Prompt >> Copy the essay on women's and men's constraints word for word, from "Men don’t like" to "behavior, the better!".

Source passage >>
There are two related issues: first, the nervousness of women who work in a "public situation" dominated by men (their colleagues, their bosses). Men are known to tease and demean women, by word and gesture.

Women who enter the public domain must ‘put on’ the mask of control, or else they will be despised as vulnerable — a contemptible female trait (tears, physical weakness, pettiness, menstrual sickness…)

The process of becoming  ‘defeminized’ starts here.

The second issue is more subtle. It refers to the fear of husbands, that "if she goes out to work, she'll want to go out to bed." All the restrictions on a woman’s freedom start with this repressed fear of men — “I can’t control her!” — and the bogus appeals to religion.

Sadly, in its prohibitions against women priests and deaconesses, the Catholic Church shows itself hardly better than many other medieval religions with its obsessions of what to eat, what not to drink, and what to wear.

Men’s constraints

Men don’t like to show their ‘weaknesses’ in public, such as crying, being frightened, or losing bowel control. However, they have no problem in expressing rage, using foul language, getting drunk, flirting, or indulging in sex play.

If the former are seen as weaknesses and ‘womanly,’ the latter are considered ‘manly’ and to be proud of.  The more violent the behavior, the better!

Thus men become admirable to other men — and perhaps to many women too!

On the other hand, when men allow themselves to be vulnerable (that is, when they are wounded, or hurt), they become immensely attractive to women. They then get in touch with their feelings.

Getting in touch with their feelings means they can fall in love, which is quite different from merely having sex.

Romance is when we stimulate the imagination of love, both in the man and the woman. Romantic love embraces sex but goes far beyond. Romantic love is always interpersonal and opens us to the ‘mystery’ that each person is.

Most of all, it establishes a relationship that both sides desire to be permanent. This is what is commonly, but not universally, called marriage.

[Dataset entries]

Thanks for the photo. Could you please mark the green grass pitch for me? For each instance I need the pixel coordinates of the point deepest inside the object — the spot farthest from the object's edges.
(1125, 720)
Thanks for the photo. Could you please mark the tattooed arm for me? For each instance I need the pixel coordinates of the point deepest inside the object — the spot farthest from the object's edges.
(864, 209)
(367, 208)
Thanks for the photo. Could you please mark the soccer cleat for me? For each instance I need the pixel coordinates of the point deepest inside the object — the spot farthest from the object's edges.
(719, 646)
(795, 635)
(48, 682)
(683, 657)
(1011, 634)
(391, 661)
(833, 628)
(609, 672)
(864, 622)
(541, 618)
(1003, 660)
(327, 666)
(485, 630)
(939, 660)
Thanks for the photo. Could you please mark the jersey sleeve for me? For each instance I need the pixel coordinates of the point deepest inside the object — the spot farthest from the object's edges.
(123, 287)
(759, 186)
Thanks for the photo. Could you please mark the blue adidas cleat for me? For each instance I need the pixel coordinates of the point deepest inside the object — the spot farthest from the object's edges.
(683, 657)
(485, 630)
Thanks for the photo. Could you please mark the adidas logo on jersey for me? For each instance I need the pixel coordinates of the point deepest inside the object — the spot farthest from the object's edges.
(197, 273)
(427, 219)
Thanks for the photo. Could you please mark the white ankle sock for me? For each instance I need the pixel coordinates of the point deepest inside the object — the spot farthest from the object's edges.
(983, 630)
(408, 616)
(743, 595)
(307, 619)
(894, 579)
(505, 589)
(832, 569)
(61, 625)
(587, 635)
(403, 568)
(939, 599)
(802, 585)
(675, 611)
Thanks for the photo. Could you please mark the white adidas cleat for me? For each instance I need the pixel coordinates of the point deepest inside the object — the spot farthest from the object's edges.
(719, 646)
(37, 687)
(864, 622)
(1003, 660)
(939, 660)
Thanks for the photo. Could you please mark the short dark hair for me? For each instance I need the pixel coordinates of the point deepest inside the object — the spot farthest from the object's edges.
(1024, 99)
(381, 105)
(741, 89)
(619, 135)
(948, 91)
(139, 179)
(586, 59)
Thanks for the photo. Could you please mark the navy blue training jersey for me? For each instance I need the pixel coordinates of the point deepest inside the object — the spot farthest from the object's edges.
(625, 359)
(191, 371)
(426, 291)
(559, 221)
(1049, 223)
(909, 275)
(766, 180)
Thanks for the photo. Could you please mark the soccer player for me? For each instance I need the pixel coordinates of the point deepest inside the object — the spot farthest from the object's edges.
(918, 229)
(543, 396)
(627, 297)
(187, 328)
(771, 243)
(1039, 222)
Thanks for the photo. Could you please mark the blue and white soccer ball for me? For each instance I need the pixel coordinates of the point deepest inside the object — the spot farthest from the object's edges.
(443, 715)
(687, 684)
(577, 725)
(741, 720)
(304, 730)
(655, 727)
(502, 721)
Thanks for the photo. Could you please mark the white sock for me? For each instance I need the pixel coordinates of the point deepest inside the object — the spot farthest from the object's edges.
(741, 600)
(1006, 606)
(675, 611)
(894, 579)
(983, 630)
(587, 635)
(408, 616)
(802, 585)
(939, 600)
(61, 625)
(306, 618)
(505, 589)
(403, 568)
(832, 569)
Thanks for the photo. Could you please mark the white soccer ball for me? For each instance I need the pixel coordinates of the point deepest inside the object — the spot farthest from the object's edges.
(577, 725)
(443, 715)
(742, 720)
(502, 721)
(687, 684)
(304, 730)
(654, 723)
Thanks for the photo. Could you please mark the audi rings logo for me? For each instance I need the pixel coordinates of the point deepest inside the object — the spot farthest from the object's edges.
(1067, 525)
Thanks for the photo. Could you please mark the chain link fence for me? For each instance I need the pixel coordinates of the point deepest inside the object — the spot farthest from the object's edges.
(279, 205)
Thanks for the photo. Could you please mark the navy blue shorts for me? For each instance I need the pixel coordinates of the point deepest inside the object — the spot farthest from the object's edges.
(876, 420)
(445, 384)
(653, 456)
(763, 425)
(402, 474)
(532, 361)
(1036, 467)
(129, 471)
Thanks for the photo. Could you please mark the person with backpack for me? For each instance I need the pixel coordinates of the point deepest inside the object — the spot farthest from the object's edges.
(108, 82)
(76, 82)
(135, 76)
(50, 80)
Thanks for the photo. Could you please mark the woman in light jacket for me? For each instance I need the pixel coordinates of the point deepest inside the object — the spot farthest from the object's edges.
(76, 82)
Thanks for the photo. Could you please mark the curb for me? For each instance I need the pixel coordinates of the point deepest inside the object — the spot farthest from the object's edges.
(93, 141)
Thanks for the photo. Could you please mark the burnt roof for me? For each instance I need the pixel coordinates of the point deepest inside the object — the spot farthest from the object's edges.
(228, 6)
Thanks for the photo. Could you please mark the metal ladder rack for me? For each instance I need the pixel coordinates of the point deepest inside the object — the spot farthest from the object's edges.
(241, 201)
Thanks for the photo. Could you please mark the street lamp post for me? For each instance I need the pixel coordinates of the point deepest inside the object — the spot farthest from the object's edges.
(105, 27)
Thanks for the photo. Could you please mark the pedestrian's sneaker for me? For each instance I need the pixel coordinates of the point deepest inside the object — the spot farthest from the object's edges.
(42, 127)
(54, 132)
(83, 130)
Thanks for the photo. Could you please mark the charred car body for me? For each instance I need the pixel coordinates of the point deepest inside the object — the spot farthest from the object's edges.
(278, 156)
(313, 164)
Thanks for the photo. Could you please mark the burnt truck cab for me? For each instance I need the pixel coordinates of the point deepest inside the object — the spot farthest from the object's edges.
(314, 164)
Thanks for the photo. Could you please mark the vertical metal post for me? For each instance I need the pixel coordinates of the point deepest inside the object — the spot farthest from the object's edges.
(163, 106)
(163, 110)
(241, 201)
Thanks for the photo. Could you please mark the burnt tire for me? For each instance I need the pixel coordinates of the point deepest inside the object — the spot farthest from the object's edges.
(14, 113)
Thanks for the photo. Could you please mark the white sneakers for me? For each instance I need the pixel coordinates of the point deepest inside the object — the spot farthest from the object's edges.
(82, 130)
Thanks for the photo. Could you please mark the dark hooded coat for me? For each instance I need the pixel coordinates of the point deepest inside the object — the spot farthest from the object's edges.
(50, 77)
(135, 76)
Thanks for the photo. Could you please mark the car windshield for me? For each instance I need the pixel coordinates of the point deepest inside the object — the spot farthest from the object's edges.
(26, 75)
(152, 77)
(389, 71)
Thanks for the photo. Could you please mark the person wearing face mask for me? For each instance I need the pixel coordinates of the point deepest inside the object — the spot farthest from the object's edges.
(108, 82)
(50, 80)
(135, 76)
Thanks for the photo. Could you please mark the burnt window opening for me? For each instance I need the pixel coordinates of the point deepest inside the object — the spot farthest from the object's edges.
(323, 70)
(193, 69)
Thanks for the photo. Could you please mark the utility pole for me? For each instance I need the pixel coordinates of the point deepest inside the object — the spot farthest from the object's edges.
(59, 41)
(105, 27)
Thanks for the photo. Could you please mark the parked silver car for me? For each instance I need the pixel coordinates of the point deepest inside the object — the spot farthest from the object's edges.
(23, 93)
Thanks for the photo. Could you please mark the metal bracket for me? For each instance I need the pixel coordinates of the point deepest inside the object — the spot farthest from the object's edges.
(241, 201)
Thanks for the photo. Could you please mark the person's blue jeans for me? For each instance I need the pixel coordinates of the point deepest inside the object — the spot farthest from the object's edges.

Result >>
Men don’t like to show their ‘weaknesses’ in public, such as crying, being frightened, or losing bowel control. However, they have no problem in expressing rage, using foul language, getting drunk, flirting, or indulging in sex play.

If the former are seen as weaknesses and ‘womanly,’ the latter are considered ‘manly’ and to be proud of.  The more violent the behavior, the better!